Recast every line of the items below as a Markdown table with the columns Row and Line, numbering each row and omitting blank lines.

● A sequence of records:
┄┄┄┄┄┄┄┄┄┄

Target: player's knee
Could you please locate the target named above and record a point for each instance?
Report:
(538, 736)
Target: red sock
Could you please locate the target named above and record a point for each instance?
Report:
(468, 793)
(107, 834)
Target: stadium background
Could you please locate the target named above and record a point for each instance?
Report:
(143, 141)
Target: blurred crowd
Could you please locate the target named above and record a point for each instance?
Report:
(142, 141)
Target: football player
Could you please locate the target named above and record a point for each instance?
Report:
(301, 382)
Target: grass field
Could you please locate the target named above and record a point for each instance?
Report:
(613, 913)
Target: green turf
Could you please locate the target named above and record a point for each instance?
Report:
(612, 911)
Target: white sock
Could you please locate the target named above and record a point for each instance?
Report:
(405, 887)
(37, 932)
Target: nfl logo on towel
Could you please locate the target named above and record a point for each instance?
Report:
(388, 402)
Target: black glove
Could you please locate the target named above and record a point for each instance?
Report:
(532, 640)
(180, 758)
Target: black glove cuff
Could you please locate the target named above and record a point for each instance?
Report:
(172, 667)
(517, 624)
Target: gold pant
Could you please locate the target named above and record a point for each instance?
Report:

┄┄┄┄┄┄┄┄┄┄

● Exercise response:
| Row | Line |
|---|---|
| 1 | Target: player's knee |
| 2 | Could you please locate the target named above and record a point for each instance? |
| 3 | Report: |
| 4 | (538, 736) |
| 5 | Target: red sock |
| 6 | Could you please locate the target named above and record a point for each instance? |
| 7 | Report: |
| 8 | (468, 793) |
| 9 | (107, 834) |
| 10 | Target: stadium background |
| 11 | Could you please locate the target named above and record a point for each instance? |
| 12 | Report: |
| 13 | (143, 141) |
| 14 | Target: blurred crowd |
| 15 | Could you please locate the target named above and record a point for each instance? |
| 16 | Report: |
| 17 | (142, 141) |
| 18 | Target: football player |
| 19 | Could you please locate the target named above and record a point for each instance? |
| 20 | Report: |
| 21 | (301, 382) |
| 22 | Target: grass field |
| 23 | Could you please locate the target named above and record a point for each instance? |
| 24 | Report: |
| 25 | (613, 913) |
| 26 | Target: green turf |
| 27 | Could you please locate the target named above and record a point for each instance? |
| 28 | Report: |
| 29 | (612, 911) |
| 30 | Target: white sock |
| 31 | Could you please locate the target named above and record a point for each instance? |
| 32 | Report: |
| 33 | (405, 887) |
| 34 | (37, 932) |
| 35 | Target: nfl logo on towel |
| 36 | Could you please locate the target named above and record a point for each instance? |
| 37 | Report: |
| 38 | (388, 402) |
| 39 | Target: black glove |
| 40 | Could you please locate the target named above and record a point for each instance? |
| 41 | Report: |
| 42 | (532, 640) |
| 43 | (180, 758) |
| 44 | Target: black glove cuff |
| 45 | Could you please locate the target named above and record a point for each instance? |
| 46 | Report: |
| 47 | (172, 667) |
| 48 | (517, 624) |
| 49 | Target: gold pant |
| 50 | Could you please locate the target named above and record a point for each instance? |
| 51 | Report: |